Work instructions
Each line from the one with "537L384 485L356 641L538" through the last line of the records must be output exactly, both ends included.

Excerpted records

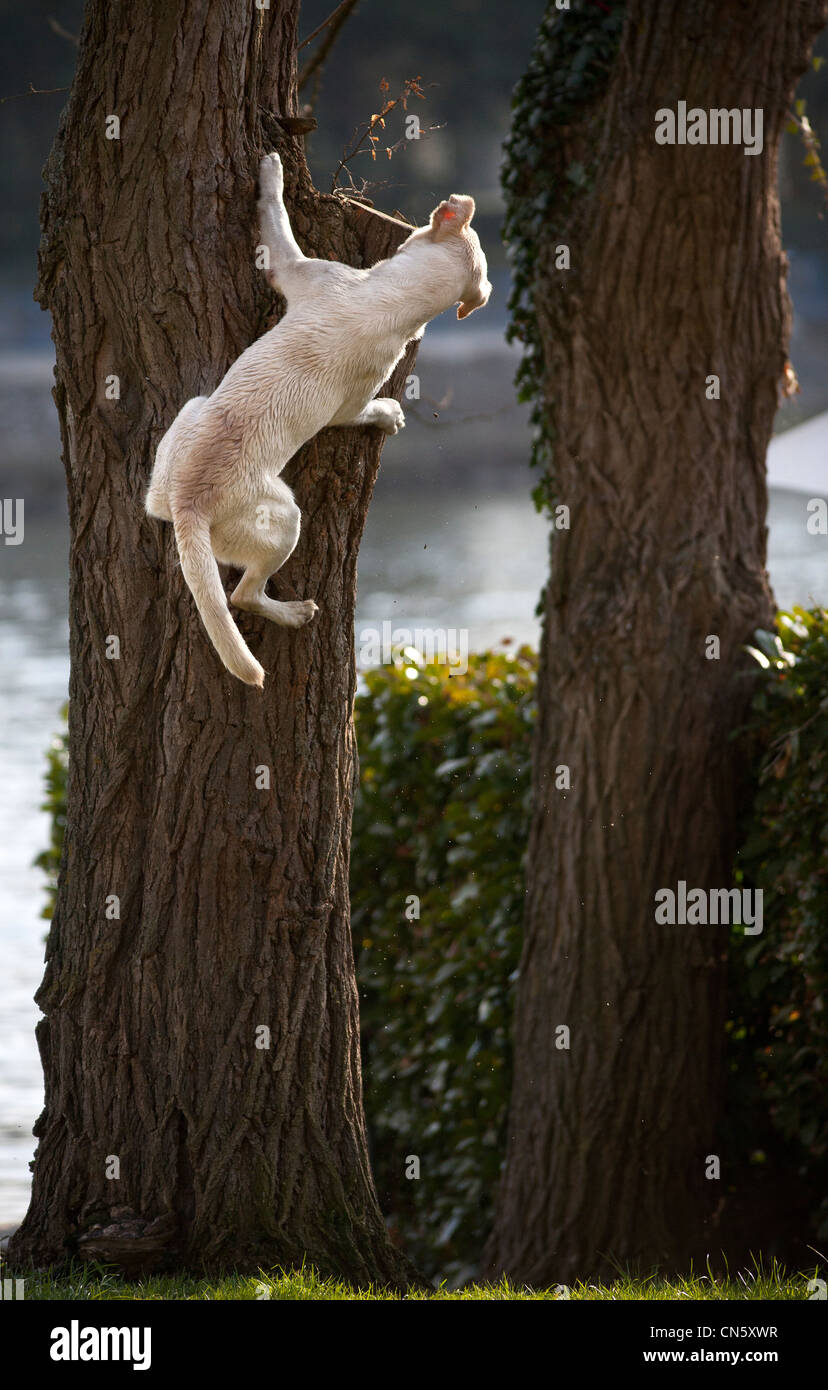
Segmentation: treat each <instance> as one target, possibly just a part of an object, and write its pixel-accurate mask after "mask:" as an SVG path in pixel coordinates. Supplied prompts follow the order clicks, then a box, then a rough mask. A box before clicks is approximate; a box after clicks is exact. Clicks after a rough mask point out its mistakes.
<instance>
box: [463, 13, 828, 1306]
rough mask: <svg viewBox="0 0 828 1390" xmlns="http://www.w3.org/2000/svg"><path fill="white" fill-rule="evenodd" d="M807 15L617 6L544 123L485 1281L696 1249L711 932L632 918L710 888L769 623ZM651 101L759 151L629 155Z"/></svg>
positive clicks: (717, 980)
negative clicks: (533, 707)
mask: <svg viewBox="0 0 828 1390" xmlns="http://www.w3.org/2000/svg"><path fill="white" fill-rule="evenodd" d="M603 8H604V10H606V8H607V7H603ZM825 17H827V6H825V0H781V3H778V4H774V6H752V4H747V3H743V0H725V3H722V0H692V3H688V0H663V3H661V4H657V6H653V4H647V3H645V0H629V3H628V4H627V19H625V26H624V32H622V38H621V43H620V49H618V51H617V57H615V61H614V64H613V67H611V71H610V74H608V78H607V82H606V83H604V88H603V92H602V93H600V96H599V99H597V101H596V103H593V104H592V107H590V111H589V113H588V117H585V120H583V121H582V122H579V124H575V125H572V126H571V128H556V126H549V125H547V128H546V129H545V146H543V158H545V160H549V161H552V165H553V168H554V170H556V171H558V172H560V179H561V185H563V186H567V188H570V189H571V186H572V185H571V182H570V183H567V181H565V171H567V167H568V165H570V164H571V161H572V160H574V158H578V160H579V161H582V163H583V165H585V167H588V168H592V170H593V171H595V177H593V178H592V177H590V181H589V185H588V186H586V188H585V189H583V192H581V193H579V195H578V196H575V197H574V199H572V200H571V202H568V203H567V204H565V213H561V206H560V204H558V206H557V207H553V210H552V213H550V217H549V220H547V224H546V229H545V234H543V239H542V245H540V247H539V256H538V272H536V279H535V286H533V309H535V313H536V317H538V327H539V334H540V341H542V347H543V368H545V381H546V389H545V406H543V409H545V413H546V420H547V423H549V424H550V425H552V427H553V430H554V438H556V445H554V450H556V453H554V496H556V500H558V502H561V503H565V505H567V506H568V507H570V513H571V528H570V530H568V531H567V530H556V531H553V543H552V570H550V580H549V585H547V589H546V607H545V631H543V639H542V666H540V673H539V694H538V701H539V723H538V734H536V748H535V763H533V796H535V801H533V820H532V828H531V840H529V847H528V895H527V922H525V945H524V952H522V962H521V976H520V984H518V999H517V1019H515V1047H514V1059H515V1074H514V1090H513V1101H511V1112H510V1125H508V1134H510V1140H508V1155H507V1163H506V1172H504V1179H503V1186H502V1191H500V1201H499V1209H497V1216H496V1227H495V1232H493V1236H492V1240H490V1244H489V1248H488V1266H489V1269H490V1272H492V1273H495V1272H500V1270H506V1272H507V1273H508V1275H510V1276H511V1277H514V1279H517V1280H525V1282H529V1283H533V1284H545V1283H557V1282H565V1283H568V1282H572V1280H574V1279H578V1277H590V1276H596V1275H597V1276H602V1275H603V1276H608V1275H613V1273H614V1272H615V1270H617V1266H618V1265H636V1264H638V1265H642V1266H646V1268H649V1266H653V1265H659V1266H660V1268H663V1269H671V1268H672V1269H677V1268H685V1266H686V1265H688V1262H689V1259H690V1257H692V1255H693V1254H696V1255H697V1257H699V1255H700V1257H702V1258H704V1252H706V1251H707V1250H709V1248H710V1247H711V1240H710V1229H709V1227H707V1229H706V1226H704V1218H706V1212H707V1209H709V1207H710V1204H711V1202H714V1201H718V1197H720V1194H721V1191H722V1181H727V1154H720V1158H721V1168H722V1180H721V1181H715V1180H711V1181H706V1159H707V1155H709V1154H714V1152H717V1147H715V1126H717V1116H718V1112H720V1105H721V1083H722V1065H721V1063H722V1038H724V1008H725V1002H724V999H725V997H724V969H725V947H727V927H721V926H718V927H717V926H678V924H677V926H659V924H657V923H656V920H654V908H656V903H654V894H656V891H657V890H659V888H672V890H674V891H675V890H677V884H678V881H679V880H685V883H686V885H688V890H689V888H690V887H700V888H706V890H710V888H729V887H731V885H732V849H734V816H735V802H736V785H738V776H739V769H738V765H736V755H735V752H734V745H732V742H731V741H729V735H731V731H732V730H734V728H735V727H736V726H738V723H739V720H740V716H742V713H743V709H745V703H746V698H747V695H749V681H747V680H746V676H745V657H743V656H742V645H743V644H745V641H746V639H749V637H750V634H752V631H753V630H754V628H756V627H757V626H763V627H767V626H770V621H771V613H772V609H771V594H770V589H768V582H767V575H765V569H764V566H765V535H767V531H765V510H767V492H765V467H764V459H765V449H767V443H768V439H770V434H771V425H772V420H774V413H775V409H777V402H778V395H777V392H778V384H779V381H781V377H782V373H784V366H785V357H786V342H788V334H789V303H788V296H786V291H785V259H784V254H782V250H781V240H779V208H778V200H777V147H778V140H779V135H781V131H782V128H784V122H785V113H786V111H788V110H789V103H790V100H792V95H793V88H795V82H796V78H797V76H799V74H800V72H802V71H803V70H804V67H806V63H807V56H809V49H810V43H811V39H813V36H814V35H815V32H817V31H818V28H820V26H821V25H822V24H824V22H825ZM558 22H560V24H570V22H571V17H568V15H563V17H561V18H560V21H558ZM678 100H686V103H688V107H702V108H704V110H709V108H711V107H740V108H743V107H749V108H756V107H760V108H763V110H764V152H763V153H761V154H753V156H746V154H745V152H743V147H742V146H739V145H731V146H720V147H714V146H711V145H710V146H696V147H693V146H679V145H674V146H668V145H665V146H661V145H657V143H656V140H654V129H656V125H654V117H656V111H657V110H660V108H663V107H671V108H672V110H675V108H677V103H678ZM540 121H542V117H540ZM561 243H568V245H570V249H571V259H572V270H571V271H568V272H561V271H560V270H557V268H556V263H554V257H556V245H561ZM711 374H715V375H718V377H720V379H721V399H720V400H713V399H707V396H706V381H707V378H709V377H710V375H711ZM711 634H713V635H715V637H718V641H720V659H707V645H706V644H707V638H709V635H711ZM563 765H567V766H568V767H570V771H571V790H565V788H561V790H558V787H560V784H561V781H565V777H564V776H561V774H558V773H557V769H560V767H561V766H563ZM560 1024H565V1026H568V1027H570V1030H571V1038H570V1048H568V1049H567V1048H565V1047H561V1045H560V1041H561V1040H563V1036H561V1034H560V1033H558V1031H557V1030H558V1026H560ZM556 1044H557V1045H556Z"/></svg>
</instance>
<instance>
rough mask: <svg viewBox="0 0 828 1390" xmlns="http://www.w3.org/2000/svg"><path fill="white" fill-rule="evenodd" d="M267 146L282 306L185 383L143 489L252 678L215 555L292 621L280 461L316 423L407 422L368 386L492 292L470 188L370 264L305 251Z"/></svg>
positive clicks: (301, 438)
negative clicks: (372, 263) (286, 583)
mask: <svg viewBox="0 0 828 1390" xmlns="http://www.w3.org/2000/svg"><path fill="white" fill-rule="evenodd" d="M282 189H283V177H282V163H281V160H279V156H278V154H268V156H267V158H264V160H263V164H261V170H260V202H258V217H260V227H261V235H263V245H265V246H267V247H268V253H270V270H268V271H267V279H268V284H270V285H272V288H274V289H276V291H279V293H282V295H283V296H285V299H286V300H288V313H286V314H285V317H283V318H282V320H281V322H279V324H276V327H275V328H271V331H270V332H267V334H265V335H264V336H263V338H260V339H258V341H257V342H254V343H253V346H250V347H247V350H246V352H243V353H242V356H240V357H239V360H238V361H235V363H233V366H232V367H231V370H229V371H228V374H226V377H225V378H224V381H222V382H221V385H220V386H218V388H217V389H215V391H214V392H213V395H211V396H196V399H194V400H188V403H186V406H185V407H183V410H181V413H179V414H178V416H176V417H175V420H174V421H172V424H171V427H169V430H168V431H167V434H165V435H164V438H163V439H161V443H160V445H158V452H157V455H156V464H154V468H153V475H151V480H150V486H149V491H147V496H146V510H147V513H149V514H150V516H153V517H160V518H161V520H164V521H172V525H174V527H175V541H176V543H178V553H179V556H181V569H182V574H183V577H185V580H186V582H188V584H189V587H190V589H192V594H193V598H194V600H196V605H197V609H199V613H200V614H201V619H203V623H204V627H206V628H207V632H208V635H210V639H211V642H213V645H214V646H215V651H217V652H218V655H220V656H221V659H222V662H224V664H225V666H226V667H228V670H229V671H232V673H233V676H238V677H239V680H242V681H246V682H247V684H249V685H260V687H261V685H263V684H264V671H263V669H261V666H260V664H258V662H257V660H256V657H254V656H253V655H251V653H250V651H249V649H247V646H246V645H245V642H243V641H242V635H240V632H239V630H238V627H236V624H235V623H233V620H232V617H231V613H229V609H228V605H226V598H225V592H224V587H222V582H221V577H220V573H218V564H217V562H220V563H222V564H231V566H233V567H235V569H239V570H243V571H245V573H243V575H242V580H240V582H239V584H238V587H236V589H235V592H233V595H232V599H231V602H232V603H235V606H236V607H239V609H245V610H246V612H247V613H258V614H260V616H261V617H268V619H271V621H272V623H279V624H281V626H282V627H301V626H303V623H307V621H310V619H311V617H313V616H314V613H315V612H317V605H315V603H314V600H313V599H301V600H299V602H293V603H279V602H276V600H275V599H271V598H268V596H267V594H265V585H267V581H268V578H270V575H271V574H275V573H276V570H278V569H281V566H282V564H283V563H285V560H286V559H288V556H289V555H292V552H293V549H295V546H296V542H297V541H299V518H300V512H299V507H297V506H296V502H295V499H293V493H292V491H290V488H289V486H288V485H286V484H285V482H282V481H281V478H279V474H281V471H282V468H283V467H285V464H286V463H288V460H289V459H292V457H293V455H295V453H296V452H297V449H300V448H301V445H303V443H306V442H307V441H308V439H310V438H313V435H315V434H317V432H318V431H320V430H324V428H325V425H376V427H378V428H379V430H383V431H385V432H386V434H389V435H392V434H396V432H397V430H401V428H403V425H404V423H406V421H404V417H403V411H401V409H400V406H399V403H397V402H396V400H390V399H386V398H379V399H376V400H374V399H372V396H374V392H375V391H378V389H379V386H381V385H382V382H383V381H386V379H388V377H389V375H390V373H392V370H393V367H395V366H396V363H397V361H399V360H400V357H401V356H403V352H404V349H406V343H408V342H411V339H414V338H421V336H422V334H424V332H425V325H427V322H428V321H429V320H431V318H433V317H435V316H436V314H440V313H442V311H443V310H445V309H449V307H450V306H452V304H458V309H457V317H458V318H465V316H467V314H471V313H472V310H475V309H481V307H482V306H483V304H485V303H486V302H488V299H489V295H490V293H492V286H490V284H489V281H488V278H486V277H488V268H486V257H485V256H483V253H482V250H481V243H479V240H478V236H477V232H474V231H472V229H471V227H470V222H471V218H472V214H474V199H471V197H464V196H460V195H457V193H453V195H452V197H450V199H449V200H447V202H445V203H440V204H439V207H436V208H435V210H433V213H432V214H431V220H429V224H428V227H420V228H417V231H414V232H411V235H410V236H408V238H407V240H404V242H403V245H401V246H400V247H399V250H397V252H396V253H395V254H393V256H392V257H390V260H385V261H379V263H378V264H376V265H372V267H371V270H354V268H353V267H350V265H340V264H338V263H336V261H326V260H308V259H307V257H306V256H303V253H301V252H300V249H299V246H297V243H296V240H295V238H293V232H292V231H290V222H289V221H288V213H286V210H285V203H283V199H282Z"/></svg>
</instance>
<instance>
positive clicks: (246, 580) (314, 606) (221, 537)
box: [213, 480, 318, 627]
mask: <svg viewBox="0 0 828 1390" xmlns="http://www.w3.org/2000/svg"><path fill="white" fill-rule="evenodd" d="M299 528H300V512H299V507H297V506H296V502H295V500H293V493H292V492H290V488H289V486H288V484H285V482H281V481H279V480H274V482H272V485H271V488H270V489H268V493H267V495H265V496H263V498H261V499H260V500H258V503H257V505H256V506H254V507H253V513H246V516H245V518H238V517H236V518H233V520H232V521H228V523H224V524H221V525H218V527H214V528H213V546H214V550H215V553H217V556H218V559H220V560H224V562H225V563H228V564H233V566H239V567H240V569H243V570H245V573H243V575H242V578H240V581H239V584H238V585H236V588H235V589H233V592H232V595H231V603H232V605H233V606H235V607H239V609H242V610H243V612H245V613H257V614H258V617H267V619H268V620H270V621H271V623H276V624H278V626H279V627H303V626H304V624H306V623H310V620H311V619H313V616H314V613H317V612H318V609H317V605H315V603H314V600H313V599H292V600H278V599H271V598H268V596H267V594H265V585H267V581H268V580H270V577H271V574H275V573H276V570H281V569H282V566H283V564H285V560H288V557H289V556H290V555H293V550H295V549H296V543H297V541H299Z"/></svg>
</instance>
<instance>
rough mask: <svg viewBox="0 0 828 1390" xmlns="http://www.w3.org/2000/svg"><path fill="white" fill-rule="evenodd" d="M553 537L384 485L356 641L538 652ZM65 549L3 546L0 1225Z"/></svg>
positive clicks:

Answer to this exercise
rough mask: <svg viewBox="0 0 828 1390" xmlns="http://www.w3.org/2000/svg"><path fill="white" fill-rule="evenodd" d="M553 537L384 485L356 641L538 652ZM65 549L3 546L0 1225Z"/></svg>
positive clicks:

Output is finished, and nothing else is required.